▶ [Material for this exercise]:
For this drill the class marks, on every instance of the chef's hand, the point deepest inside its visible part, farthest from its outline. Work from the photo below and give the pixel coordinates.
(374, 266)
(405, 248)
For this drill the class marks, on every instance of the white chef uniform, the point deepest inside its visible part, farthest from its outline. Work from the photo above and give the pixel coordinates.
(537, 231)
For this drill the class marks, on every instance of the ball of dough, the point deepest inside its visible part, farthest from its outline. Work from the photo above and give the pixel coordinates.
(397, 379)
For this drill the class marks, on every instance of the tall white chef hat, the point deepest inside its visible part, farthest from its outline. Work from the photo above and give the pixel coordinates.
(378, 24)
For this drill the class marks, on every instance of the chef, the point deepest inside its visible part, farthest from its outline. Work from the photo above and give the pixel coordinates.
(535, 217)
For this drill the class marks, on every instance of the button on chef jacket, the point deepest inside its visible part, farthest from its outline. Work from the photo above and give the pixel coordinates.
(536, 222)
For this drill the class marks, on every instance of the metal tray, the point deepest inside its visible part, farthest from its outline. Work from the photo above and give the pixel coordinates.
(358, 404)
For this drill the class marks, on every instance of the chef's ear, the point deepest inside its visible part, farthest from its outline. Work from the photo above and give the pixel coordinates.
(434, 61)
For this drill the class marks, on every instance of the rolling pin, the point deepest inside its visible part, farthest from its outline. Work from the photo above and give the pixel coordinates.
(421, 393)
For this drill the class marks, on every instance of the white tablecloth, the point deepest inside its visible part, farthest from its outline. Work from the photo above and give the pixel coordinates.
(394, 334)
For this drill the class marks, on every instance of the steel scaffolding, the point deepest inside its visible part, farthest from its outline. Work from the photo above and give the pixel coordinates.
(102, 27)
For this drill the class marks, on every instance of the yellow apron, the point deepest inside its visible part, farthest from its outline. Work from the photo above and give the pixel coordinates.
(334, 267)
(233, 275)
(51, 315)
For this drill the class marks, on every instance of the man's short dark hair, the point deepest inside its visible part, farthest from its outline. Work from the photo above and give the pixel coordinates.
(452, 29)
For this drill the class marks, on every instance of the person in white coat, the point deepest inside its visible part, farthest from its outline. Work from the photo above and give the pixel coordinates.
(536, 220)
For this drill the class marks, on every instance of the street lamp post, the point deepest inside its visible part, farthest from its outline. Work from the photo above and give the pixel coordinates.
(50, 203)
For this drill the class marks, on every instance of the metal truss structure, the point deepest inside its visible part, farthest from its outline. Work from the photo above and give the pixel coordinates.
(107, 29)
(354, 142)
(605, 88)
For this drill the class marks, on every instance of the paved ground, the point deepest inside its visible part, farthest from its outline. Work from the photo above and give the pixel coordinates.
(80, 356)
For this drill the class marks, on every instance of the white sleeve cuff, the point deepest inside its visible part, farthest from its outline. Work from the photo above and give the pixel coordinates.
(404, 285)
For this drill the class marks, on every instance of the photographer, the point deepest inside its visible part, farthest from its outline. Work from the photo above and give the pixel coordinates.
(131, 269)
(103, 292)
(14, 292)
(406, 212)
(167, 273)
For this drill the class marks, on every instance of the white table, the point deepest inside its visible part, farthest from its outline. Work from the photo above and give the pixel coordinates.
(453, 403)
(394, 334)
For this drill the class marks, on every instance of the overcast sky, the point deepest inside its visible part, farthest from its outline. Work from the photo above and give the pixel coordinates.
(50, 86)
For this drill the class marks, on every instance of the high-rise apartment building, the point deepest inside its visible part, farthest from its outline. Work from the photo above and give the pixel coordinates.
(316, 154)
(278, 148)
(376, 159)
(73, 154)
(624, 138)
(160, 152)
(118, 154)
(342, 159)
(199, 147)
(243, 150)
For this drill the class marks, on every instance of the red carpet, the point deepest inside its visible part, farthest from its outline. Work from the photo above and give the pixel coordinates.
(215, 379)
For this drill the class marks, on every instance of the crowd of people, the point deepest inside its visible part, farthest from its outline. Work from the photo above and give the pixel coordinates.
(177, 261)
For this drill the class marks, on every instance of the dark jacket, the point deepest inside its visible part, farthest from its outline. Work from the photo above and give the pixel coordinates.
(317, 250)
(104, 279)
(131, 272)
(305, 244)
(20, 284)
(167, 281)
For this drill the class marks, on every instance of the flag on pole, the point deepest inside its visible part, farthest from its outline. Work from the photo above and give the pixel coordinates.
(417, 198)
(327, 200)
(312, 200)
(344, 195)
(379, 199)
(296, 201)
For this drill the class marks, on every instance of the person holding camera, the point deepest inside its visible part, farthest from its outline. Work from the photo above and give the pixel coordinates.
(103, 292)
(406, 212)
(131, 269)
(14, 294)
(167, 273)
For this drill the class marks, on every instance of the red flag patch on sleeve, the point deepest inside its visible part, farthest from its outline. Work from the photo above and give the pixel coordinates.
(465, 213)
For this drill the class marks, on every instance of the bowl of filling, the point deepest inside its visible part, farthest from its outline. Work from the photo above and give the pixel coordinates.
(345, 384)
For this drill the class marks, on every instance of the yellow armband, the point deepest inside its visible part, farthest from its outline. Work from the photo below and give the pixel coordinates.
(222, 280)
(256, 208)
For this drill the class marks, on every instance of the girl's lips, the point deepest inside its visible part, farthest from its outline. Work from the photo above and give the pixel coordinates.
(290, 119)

▶ [Exercise instructions]:
Set down the entries again exactly as they are.

▶ [Answer to this problem]:
For this drill the class marks, on every instance of the chef's hand, the point deepest inside its visible part, farthest from its outline. Work from the photo below and give the pixel coordinates.
(374, 266)
(405, 248)
For this drill the class marks, on every instance of the white chef uniform, the point deepest inside its visible part, farthest from its outline. Work from the photo above and give the pixel coordinates.
(537, 231)
For this drill the class marks, on every instance of the ball of dough, the point deepest inside its visible part, farthest from its outline. Work from the photo above and give the pixel coordinates.
(397, 379)
For this drill the class marks, on every instance of the tall white chef hat, the point deepest inside its visible part, farthest from its outline. Work from the photo above and give the pixel coordinates.
(378, 24)
For this drill the class marks, on every instance of the chef, the point deepest inside its visible part, farthest from its outline. Work from the photo above and give the pixel coordinates.
(535, 217)
For this drill the class marks, on every instance of the button on chef jacket, the point deepest inside its visible part, farthest from its outline. Work from the photo above and give the pixel coordinates.
(536, 222)
For this drill the class marks, on every instance of the metal tray, the point deepest inside its visible part, farthest from its outline. Work from the photo above and give the pixel coordinates.
(358, 404)
For this drill the class marks, on every instance of the chef's ear, the point deepest inside its visible part, farthest from its outline. Work from the photo above and give the pixel coordinates.
(434, 61)
For this drill the class marks, on every instance of the rolling pin, the point deepest inside its visible part, farthest from its outline. Work from the photo above and give the pixel coordinates.
(421, 393)
For this drill the class marks, on every instance of the white tablecloth, the point deepest inside its visible part, farthest from its outline. Work from the photo above and give the pixel coordinates.
(394, 334)
For this drill the class marks, on every instance of the steel scaffolding, the point deepest inside its visible part, farthest from its outline. Work from the photo above and give the pixel coordinates.
(102, 27)
For this drill the class marks, on every instance of the yellow apron, the point deepest inside its visible part, farthest from its outline. Work from the photo above and give the pixel coordinates.
(334, 267)
(233, 275)
(51, 315)
For this drill the class marks, on every instance of the man's short dark hair, the point deepest inside its visible part, farthest from its outline. Work from the photo above and give the pixel coordinates.
(452, 29)
For this drill the class marks, on every instance of the person in white coat, the point deepest inside its visible part, farthest from its outline. Work from the photo above and give the pixel coordinates.
(536, 220)
For this drill the class marks, on every instance of the street lamp post, the point deepest inside its visible part, farthest from its outline. Work from the photo above and give the pixel coordinates.
(50, 203)
For this drill the class marks, on every instance of the metal truss structure, the point deepest inside its visible part, farthest from its outline. Work from the photo above and give the pixel coordinates.
(107, 29)
(354, 142)
(605, 88)
For this drill the class marks, on every instance of the paved ground, the point deepest inside its visible part, farthest from its outline. Work from the photo above and give the pixel coordinates.
(80, 356)
For this drill the class marks, on every instance of the white sleeve cuff, the point deepest inside its visible part, farthest from its outline. Work from the photo above and give the pixel coordinates.
(404, 285)
For this drill the class marks, on every instance of the photographer, the point deepest inside its visible part, farthest from its outline. Work from the photo above and give the pixel coordinates.
(131, 269)
(103, 292)
(14, 292)
(406, 212)
(167, 273)
For this drill the class marks, on every instance of the white table, the point deepest inside its visible part, farthest from its outline. Work from the photo above and give the pixel coordinates.
(453, 403)
(394, 334)
For this drill the class marks, on every instance of the overcast sky, the point deepest inside its visible part, farthest from its outline. Work from the photo above and give the pixel coordinates.
(50, 86)
For this drill the class marks, on every instance of the high-rise apartment building, the point deepest inside its visible part, farthest from its outline. Work from the photo above and give the pixel coordinates.
(316, 154)
(278, 148)
(376, 159)
(73, 154)
(624, 138)
(160, 152)
(118, 154)
(342, 159)
(199, 147)
(243, 150)
For this drill the class marks, on every instance of the red carpet, the point deepest inside its visible part, farthest from its outline. Work from the photo above and give the pixel coordinates.
(215, 379)
For this drill the class marks, on every instance of the crowd of people, the point deepest inside its visible part, farthest from its outline. Work from the photo above and give the pixel coordinates.
(177, 261)
For this drill the class marks, on every instance of the dark jacket, the point deepest inside its visible part, farthest from its outline. Work from the photo above and give the pixel coordinates.
(317, 250)
(104, 279)
(131, 272)
(305, 244)
(20, 284)
(167, 281)
For this drill the class marks, on every instance of the flag on pole, the point deepest inside its visible part, farthest from its outline. Work from the photo above and give the pixel coordinates.
(417, 198)
(327, 200)
(312, 200)
(344, 195)
(379, 199)
(296, 201)
For this drill the class marks, on every instance of the person holding camera, the point deepest inside its visible part, farthest from its outline. Work from the photo above and give the pixel coordinates.
(103, 292)
(406, 212)
(131, 269)
(14, 294)
(167, 273)
For this drill the class marks, on every instance of the red flag patch on sleeve, the point deepest inside its visible part, farthest from its outline. Work from the photo above and give the pixel coordinates.
(465, 213)
For this drill the class marks, on every instance of the bowl of filling, the point deepest inside its visible part, farthest from its outline. Work from the photo above and give the pixel coordinates.
(345, 384)
For this drill the class marks, on every instance of the yellow armband, the point deepest inside its visible part, farthest from its outline. Work from the photo below and give the pixel coordinates.
(222, 280)
(256, 208)
For this drill the class marks, on every instance of the girl's lips, the point deepest inside its visible part, farthest from its outline. Work from the photo above and give the pixel coordinates.
(290, 119)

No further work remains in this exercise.